Hace algunos días hablé sobre una actitud humana de la que se dice es la madre y raíz de todos los vicios, me refiero a la soberbia, la cual fundamenta a cada acto en el cual el hombre pretenda ser más que los demás, ya sea porque sea mejor en hacer algo o más bien porque sienta que lo es.
Ahora, en un intento por esclarecer la idea de que un acto conduce al hombre a muchos más, me aventuro a hablar sobre aquella virtud que siendo contraria a la soberbia, es considerada por algunos pensadores como la madre de todas las demás virtudes, me refiero pues a la humildad, esa virtud muchas veces confundida con la mojigatería o con una debilidad que ha causado innumerables daños al hombre que busca ser verdaderamente virtuoso al superar lo que ahora es.
Así pues veamos de cerca a la humildad para ver en primer lugar si merece el nombre de madre de todas las virtudes, y en segundo, si es o no nociva para el hombre, en tanto que exige la moderación del apetito desenfrenado de la propia excelencia.
Cuando hablamos de humildad, por lo general entendemos dos cosas, que humilde es aquel que no posee muchos recursos económicos, de modo que se ve limitado en lo que se refiere a la obtención y disfrute de bienes materiales y de lujos; y que humilde es aquel que no presume sus méritos al tiempo que es capaz de reconocer sus defectos y errores, es decir, que no se presupone como superior a los demás debido a que ve que al igual que los otros puede errar.
Debido a que la humildad se relaciona con la carencia, ya sea de recursos materiales o de presunción, es que ésta se puede llegar a confundir con aquello que es poco elevado y hasta insignificante, al grado de que el humilde no es digno de nuestra más mínima atención, contrario a lo que ocurre con el soberbio, pues éste no sólo cree ser digno de nuestra atención, sino también de todo nuestro tiempo.
Esta confusión entre lo humilde y lo insignificante, nos puede conducir a perder al humilde de vista y a colocar en su lugar al mojigato, el cual exagera sus limitaciones al grado de justificar su inactividad bajo una capa de modestia, así pues mientras que el humilde reconoce que no puede escuchar música y freír un huevo al mismo tiempo, el mojigato afirma que no puede hacer ninguna de las dos actividades antes mencionadas hasta que no cuente con un espacio liberado mediante una revolución, llevada a cabo por los demás, para poder escuchar música y otro espacio que sirva para freír sus huevos.
Pero, dejemos a un lado la mojigatería y regresemos a la humildad, viendo de cerca cada una de las dos acepciones que tenemos respecto a esta virtud, podemos reconocer que ambas tienen como punto de contacto el reconocimiento de las propias limitaciones, aquel que es humilde porque no tiene, sabe que es lo que sí posee, y también es consciente de aquello a lo que puede aspirar; de la misma manera aquel que no presume sus méritos y es capaz de reconocer sus defectos, sabe qué es lo que sí puede hacer, pero al mismo tiempo reconoce que no es todo poderoso como para crear todo el mundo con tan sólo pensarlo.

LISTA DE TAREAS —
(a) En el texto sobre la humildad, ¿qué punto de contacto comparten las dos acepciones de esta virtud?
(b) Prosiga el texto sobre la humildad a partir de su última oración.

BLOQUE DE DATOS —

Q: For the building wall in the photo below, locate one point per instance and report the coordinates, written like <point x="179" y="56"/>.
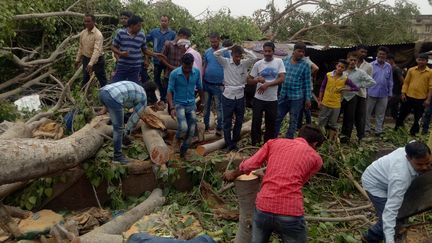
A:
<point x="422" y="26"/>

RESPUESTAS —
(a) El reconocimiento de las propias limitaciones.

(b)
Este reconocimiento de los límites, necesariamente exige el conocimiento de los mismos, conocimiento que no se presenta cuando no hay interés en ver lo que realmente somos y dónde estamos parados, por ejemplo, un cristiano conoce sus límites, de modo que es capaz de reconocer que no es Dios, y puede vivir sin la búsqueda constante de alabanzas, títulos y recompensas. Por el contrario, alguien que se siente el Rey de todo el mundo, no puede reconocer sus errores sin hacer una tragedia de ello.
Así pues, considerando que el humilde lo es porque se conoce al grado de reconocer sus limitantes, y junto con ello lo que sí puede hacer, es que nos conviene aventurarnos a explorar si la humildad es o no la madre de todas las virtudes. Como hemos venido hablando de pecados capitales y de aquellas virtudes que les son contrarias, limitaré la breve exposición que hago ahora a aquellas virtudes que se conocen como espirituales, para ver si éstas son o no independientes de la humildad.
Las virtudes espirituales son, además de la humildad, la castidad, la templanza, la generosidad, la diligencia, la paciencia y la caridad, y estas seis no pueden hacerse presentes si no se ha reconocido que Dios es mayor que el hombre, es decir, si no se reconocen los límites que tiene éste en tanto que es una creación divina, al igual que los demás, por ejemplo, si alguien no es capaz de reconocer que el otro también tiene dignidad como ser humano nunca podrá ser generoso, caritativo, o paciente con los demás, además si hay desconocimiento respecto a los límites de la propia acción, tampoco hay posibilidad de que se presente la castidad, la templanza o la diligencia, además de que se corre el riesgo de que la generosidad devenga en despilfarro de lo poco que se tiene.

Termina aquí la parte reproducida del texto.